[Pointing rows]
<<<<

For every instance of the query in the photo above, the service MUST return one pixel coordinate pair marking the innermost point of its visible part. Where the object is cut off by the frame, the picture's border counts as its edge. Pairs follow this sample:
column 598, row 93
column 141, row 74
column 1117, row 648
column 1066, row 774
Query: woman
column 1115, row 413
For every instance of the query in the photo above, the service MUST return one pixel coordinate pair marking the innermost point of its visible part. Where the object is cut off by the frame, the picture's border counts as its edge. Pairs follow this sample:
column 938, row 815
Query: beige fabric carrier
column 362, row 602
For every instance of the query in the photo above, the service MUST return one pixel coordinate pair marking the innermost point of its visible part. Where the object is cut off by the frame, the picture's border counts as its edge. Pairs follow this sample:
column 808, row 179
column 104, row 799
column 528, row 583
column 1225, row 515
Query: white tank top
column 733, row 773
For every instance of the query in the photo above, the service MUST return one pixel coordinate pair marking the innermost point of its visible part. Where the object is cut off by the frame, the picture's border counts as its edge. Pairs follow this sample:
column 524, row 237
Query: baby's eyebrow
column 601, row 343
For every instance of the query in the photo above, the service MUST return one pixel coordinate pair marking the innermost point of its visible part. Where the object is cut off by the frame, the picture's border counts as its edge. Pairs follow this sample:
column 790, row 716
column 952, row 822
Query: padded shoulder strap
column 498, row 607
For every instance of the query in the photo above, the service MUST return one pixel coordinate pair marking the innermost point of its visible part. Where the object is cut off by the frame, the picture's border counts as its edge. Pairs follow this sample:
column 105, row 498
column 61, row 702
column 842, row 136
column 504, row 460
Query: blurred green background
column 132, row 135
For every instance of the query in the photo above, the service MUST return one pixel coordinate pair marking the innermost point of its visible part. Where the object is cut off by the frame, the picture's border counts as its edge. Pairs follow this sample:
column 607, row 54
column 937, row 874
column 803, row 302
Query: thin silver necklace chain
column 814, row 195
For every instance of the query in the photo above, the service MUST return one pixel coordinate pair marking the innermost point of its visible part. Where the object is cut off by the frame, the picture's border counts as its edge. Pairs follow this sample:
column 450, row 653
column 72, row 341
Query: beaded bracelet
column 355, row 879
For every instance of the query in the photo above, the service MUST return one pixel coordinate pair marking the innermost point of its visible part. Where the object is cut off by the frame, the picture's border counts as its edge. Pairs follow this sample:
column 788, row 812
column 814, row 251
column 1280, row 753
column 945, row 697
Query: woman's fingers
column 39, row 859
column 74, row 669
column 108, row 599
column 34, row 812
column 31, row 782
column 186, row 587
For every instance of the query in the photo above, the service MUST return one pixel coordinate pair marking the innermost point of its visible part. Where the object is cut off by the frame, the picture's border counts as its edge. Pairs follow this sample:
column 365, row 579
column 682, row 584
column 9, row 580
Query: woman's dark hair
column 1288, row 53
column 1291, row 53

>>>>

**Problem description**
From the rows, pick out and copy each line that contains the string "woman".

**Solution to the problem**
Query: woman
Query: woman's fingers
Query: woman's dark hair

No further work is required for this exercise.